:: SET PROBLEM ::
Please return the records word for word, starting at the line that contains "Existence query: does the image contain any tile" and ending at the end of the records. Leave the pictures out of your answer.

:: INPUT MATERIAL ::

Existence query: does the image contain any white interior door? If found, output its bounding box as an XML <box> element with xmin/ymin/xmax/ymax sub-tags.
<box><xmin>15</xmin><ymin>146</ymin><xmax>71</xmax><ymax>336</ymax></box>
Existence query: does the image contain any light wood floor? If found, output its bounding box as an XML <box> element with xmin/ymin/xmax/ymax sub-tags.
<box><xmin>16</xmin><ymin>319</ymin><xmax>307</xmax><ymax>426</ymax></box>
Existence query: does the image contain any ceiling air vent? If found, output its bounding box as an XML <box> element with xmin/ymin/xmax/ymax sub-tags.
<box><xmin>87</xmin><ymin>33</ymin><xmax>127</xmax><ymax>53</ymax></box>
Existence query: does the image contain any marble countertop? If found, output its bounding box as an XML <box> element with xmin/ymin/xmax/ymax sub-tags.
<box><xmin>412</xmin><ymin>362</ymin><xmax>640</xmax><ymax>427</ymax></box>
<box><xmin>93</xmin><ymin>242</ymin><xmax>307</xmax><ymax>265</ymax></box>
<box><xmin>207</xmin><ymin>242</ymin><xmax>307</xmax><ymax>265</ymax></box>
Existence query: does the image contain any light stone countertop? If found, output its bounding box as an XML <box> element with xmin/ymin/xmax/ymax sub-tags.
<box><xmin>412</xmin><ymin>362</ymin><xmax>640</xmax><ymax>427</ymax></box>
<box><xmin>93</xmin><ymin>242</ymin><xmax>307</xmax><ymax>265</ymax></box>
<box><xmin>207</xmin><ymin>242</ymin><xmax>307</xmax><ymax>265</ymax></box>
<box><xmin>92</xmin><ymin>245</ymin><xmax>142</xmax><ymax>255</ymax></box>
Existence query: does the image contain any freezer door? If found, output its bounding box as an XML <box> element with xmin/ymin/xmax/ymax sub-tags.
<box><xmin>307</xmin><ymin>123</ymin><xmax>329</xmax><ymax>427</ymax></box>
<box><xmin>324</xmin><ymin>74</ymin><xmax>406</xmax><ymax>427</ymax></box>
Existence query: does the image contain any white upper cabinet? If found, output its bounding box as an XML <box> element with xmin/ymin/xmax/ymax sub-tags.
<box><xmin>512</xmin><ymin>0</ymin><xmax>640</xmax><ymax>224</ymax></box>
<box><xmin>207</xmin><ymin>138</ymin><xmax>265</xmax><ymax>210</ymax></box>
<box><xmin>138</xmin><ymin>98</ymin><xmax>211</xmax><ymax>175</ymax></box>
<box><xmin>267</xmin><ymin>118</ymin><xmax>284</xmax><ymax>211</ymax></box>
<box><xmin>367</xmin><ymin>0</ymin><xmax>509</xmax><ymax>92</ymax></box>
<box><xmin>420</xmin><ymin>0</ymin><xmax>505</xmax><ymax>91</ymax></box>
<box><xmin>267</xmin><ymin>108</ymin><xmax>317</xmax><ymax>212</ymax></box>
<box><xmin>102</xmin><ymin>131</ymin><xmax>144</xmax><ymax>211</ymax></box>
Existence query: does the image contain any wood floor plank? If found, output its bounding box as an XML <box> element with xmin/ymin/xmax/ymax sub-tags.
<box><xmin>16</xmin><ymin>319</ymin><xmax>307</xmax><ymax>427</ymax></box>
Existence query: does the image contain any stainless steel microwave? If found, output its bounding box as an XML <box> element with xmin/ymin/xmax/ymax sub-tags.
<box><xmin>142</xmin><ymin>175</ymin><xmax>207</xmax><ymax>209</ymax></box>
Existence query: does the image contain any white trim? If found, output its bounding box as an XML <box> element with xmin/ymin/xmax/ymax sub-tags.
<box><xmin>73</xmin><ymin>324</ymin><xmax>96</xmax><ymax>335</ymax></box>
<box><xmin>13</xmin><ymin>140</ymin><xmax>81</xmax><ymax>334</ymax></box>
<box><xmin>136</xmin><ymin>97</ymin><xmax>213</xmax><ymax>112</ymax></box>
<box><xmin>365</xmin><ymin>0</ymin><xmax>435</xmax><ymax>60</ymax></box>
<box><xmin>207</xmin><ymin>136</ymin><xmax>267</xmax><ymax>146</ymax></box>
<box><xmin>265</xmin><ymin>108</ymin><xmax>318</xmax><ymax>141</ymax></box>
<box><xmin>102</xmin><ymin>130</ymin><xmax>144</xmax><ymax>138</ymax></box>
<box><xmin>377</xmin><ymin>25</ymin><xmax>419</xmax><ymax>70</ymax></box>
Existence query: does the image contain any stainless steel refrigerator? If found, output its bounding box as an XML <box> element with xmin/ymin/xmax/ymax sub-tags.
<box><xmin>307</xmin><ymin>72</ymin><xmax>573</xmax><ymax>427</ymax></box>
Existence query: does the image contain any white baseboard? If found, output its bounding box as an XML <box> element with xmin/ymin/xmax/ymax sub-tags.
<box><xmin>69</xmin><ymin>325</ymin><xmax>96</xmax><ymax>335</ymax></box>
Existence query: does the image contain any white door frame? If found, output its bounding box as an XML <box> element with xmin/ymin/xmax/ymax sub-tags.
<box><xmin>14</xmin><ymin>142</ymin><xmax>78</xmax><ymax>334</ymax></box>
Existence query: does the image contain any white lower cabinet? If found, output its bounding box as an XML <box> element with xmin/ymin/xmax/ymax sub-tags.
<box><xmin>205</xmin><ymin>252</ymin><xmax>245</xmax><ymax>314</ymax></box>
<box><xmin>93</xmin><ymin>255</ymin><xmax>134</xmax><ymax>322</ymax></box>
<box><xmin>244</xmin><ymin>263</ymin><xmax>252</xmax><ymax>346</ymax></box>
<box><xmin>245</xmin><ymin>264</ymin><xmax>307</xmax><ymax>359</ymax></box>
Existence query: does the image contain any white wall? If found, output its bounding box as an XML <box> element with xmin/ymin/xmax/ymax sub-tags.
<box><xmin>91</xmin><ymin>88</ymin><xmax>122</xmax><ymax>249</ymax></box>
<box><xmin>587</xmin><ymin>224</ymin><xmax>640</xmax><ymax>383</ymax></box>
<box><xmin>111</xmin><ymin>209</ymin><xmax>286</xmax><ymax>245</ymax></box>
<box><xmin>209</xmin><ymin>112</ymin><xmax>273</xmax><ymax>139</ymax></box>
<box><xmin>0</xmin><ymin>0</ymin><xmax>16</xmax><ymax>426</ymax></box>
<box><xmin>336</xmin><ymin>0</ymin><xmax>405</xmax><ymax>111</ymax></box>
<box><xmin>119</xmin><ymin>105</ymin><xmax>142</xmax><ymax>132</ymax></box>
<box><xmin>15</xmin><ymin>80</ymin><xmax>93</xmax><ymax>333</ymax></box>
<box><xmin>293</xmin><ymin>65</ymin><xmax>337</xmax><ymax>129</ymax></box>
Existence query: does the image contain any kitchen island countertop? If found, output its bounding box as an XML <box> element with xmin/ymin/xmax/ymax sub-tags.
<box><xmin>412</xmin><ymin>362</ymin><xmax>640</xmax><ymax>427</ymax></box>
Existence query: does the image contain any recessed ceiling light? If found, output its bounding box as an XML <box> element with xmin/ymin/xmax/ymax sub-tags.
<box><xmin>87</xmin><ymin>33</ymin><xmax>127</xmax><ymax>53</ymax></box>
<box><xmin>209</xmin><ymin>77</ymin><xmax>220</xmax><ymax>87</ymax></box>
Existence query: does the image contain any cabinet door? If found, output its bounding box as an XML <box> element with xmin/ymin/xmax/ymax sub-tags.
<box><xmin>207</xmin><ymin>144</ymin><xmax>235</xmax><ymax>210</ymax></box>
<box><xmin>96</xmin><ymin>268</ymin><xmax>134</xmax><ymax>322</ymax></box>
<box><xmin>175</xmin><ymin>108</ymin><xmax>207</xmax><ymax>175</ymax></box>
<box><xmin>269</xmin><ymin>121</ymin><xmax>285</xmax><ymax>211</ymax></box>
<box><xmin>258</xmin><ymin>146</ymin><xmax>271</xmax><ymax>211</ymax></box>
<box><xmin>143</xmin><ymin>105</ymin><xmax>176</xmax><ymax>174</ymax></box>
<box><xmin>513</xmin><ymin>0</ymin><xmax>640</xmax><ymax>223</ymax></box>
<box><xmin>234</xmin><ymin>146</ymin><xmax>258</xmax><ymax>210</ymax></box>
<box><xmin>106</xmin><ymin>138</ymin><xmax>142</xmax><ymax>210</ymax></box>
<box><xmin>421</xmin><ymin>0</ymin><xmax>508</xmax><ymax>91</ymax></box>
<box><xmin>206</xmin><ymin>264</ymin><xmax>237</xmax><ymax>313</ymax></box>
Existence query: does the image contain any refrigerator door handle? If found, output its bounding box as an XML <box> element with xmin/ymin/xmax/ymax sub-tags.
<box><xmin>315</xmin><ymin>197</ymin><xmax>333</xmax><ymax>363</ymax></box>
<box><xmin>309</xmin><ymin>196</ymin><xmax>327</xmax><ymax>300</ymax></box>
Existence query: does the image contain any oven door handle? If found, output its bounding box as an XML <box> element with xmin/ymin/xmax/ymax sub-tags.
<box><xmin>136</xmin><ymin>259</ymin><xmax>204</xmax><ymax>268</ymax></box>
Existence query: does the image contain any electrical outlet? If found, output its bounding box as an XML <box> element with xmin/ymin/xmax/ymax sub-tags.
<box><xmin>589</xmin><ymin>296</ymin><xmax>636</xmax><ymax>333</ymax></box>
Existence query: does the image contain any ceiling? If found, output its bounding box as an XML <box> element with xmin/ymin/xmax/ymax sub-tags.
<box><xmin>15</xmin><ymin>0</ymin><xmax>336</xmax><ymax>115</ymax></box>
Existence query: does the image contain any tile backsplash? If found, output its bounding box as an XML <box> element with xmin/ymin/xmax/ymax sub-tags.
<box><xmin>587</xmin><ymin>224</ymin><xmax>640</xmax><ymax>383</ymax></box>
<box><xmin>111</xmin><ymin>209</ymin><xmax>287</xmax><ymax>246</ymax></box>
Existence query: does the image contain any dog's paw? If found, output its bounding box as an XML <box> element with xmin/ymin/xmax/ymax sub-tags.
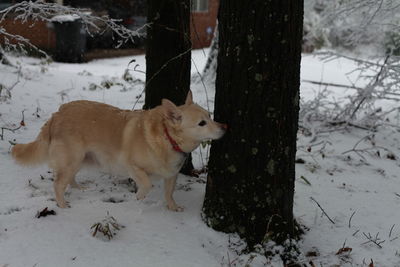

:: RESULT FOR THIS EXERCISE ::
Existence query: does the image contain any tile backsplash? If found, output its bounding box as an XML <box> element with xmin/ymin/xmax/ymax sub-tags.
<box><xmin>587</xmin><ymin>224</ymin><xmax>640</xmax><ymax>383</ymax></box>
<box><xmin>111</xmin><ymin>209</ymin><xmax>287</xmax><ymax>246</ymax></box>
Existence query: does the image contain any dog's paw? If found, output its bounding box as an XML <box> element with xmin/ymin/xmax/ymax sub-tags.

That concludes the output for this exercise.